*TEXT SHOWN*.
Start of Block

Looking to the future, registering all of these datastreams together in single subjects (local and global wiring, molecular cell typology, and natural causally important changes in neural activity during behaviors of interest) will continue to deepen our understanding of adaptive inner states and behavioral state transitions that are central to the expression of psychiatric disease symptoms and, more broadly, the experience of life.
It is worth noting, in closing, a topic of timeliness: the importance of public support for basic research, which has considerable relevance to our discoveries recognized by the 2017 Else Kröner Fresenius Prize. The tentative first steps that eventually led to optogenetics 2 and HTC 8 were neither part of disease‐related research, nor even constrained in terms of specific applications to basic science. Exploratory early‐stage research is a vulnerable target for budget cuts: an easy target and easy to dismiss. We and many others have discussed how to balance funding of early versus late‐stage research (e.g., http://www.pnas.org/content/112/47/E6413.full), and we have repeatedly suggested that scientists must communicate to the broader public that any specific goal of a research portfolio—be it disease treatment or national interest—is best served with a major basic research component where direct links between research and goal are not known, or even knowable 3. As a society, we must also work harder to prevent discouraging or dismissing scientists at the early stages of their careers with the wrong signals or inconstant support. Just as with early‐stage research, junior scientists are full of promise, unconstrained and vulnerable. The fullest reckoning of our community's success can be measured in theirs.

End of Block

*DATA TO EXAMINE*.
Start of Block

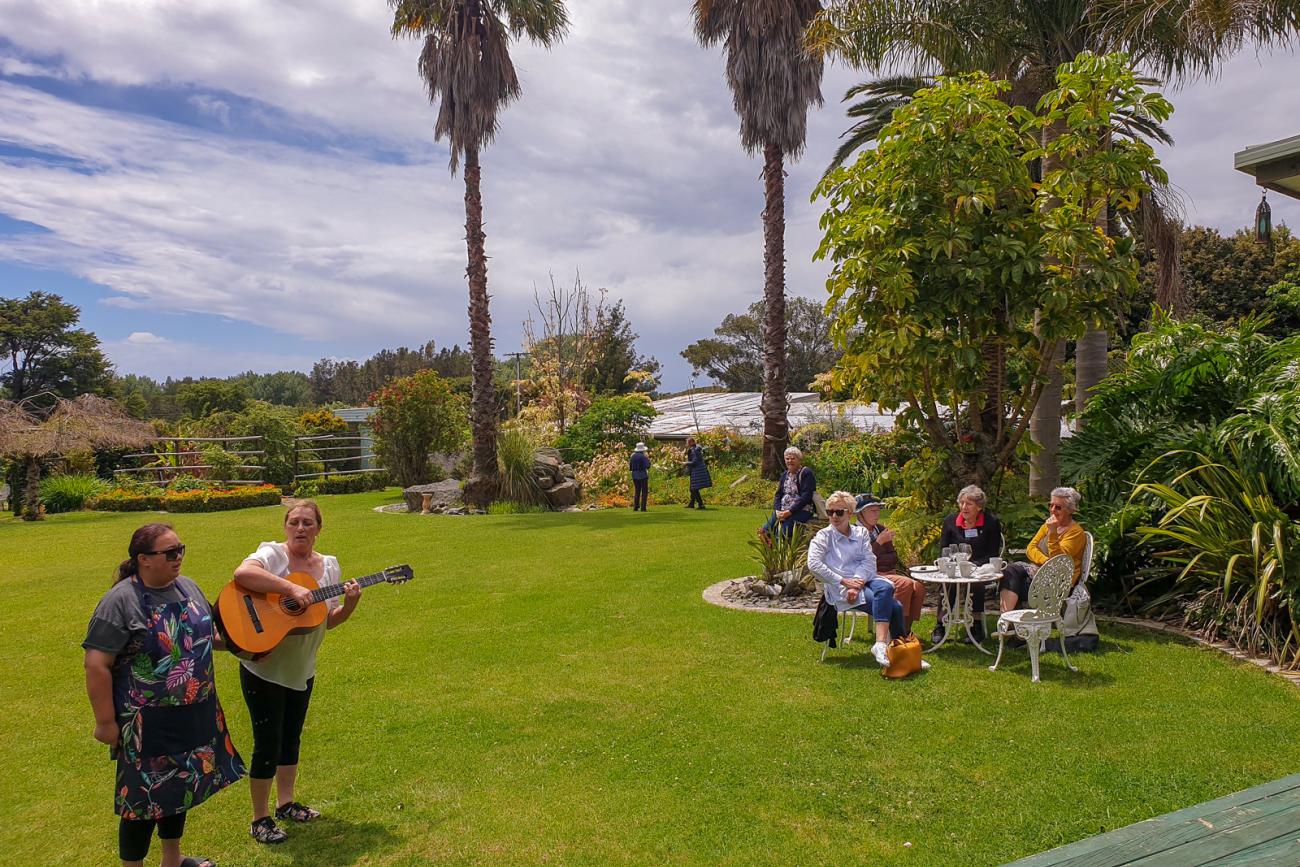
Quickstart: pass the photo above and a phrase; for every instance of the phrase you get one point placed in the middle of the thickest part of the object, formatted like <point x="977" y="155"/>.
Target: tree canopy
<point x="43" y="350"/>
<point x="733" y="356"/>
<point x="961" y="273"/>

End of Block

*WHAT YOU NEED TO DO*. In the text on basic research funding, which prize recognized the discoveries mentioned?

*YOUR RESPONSE*. The 2017 Else Kröner Fresenius Prize.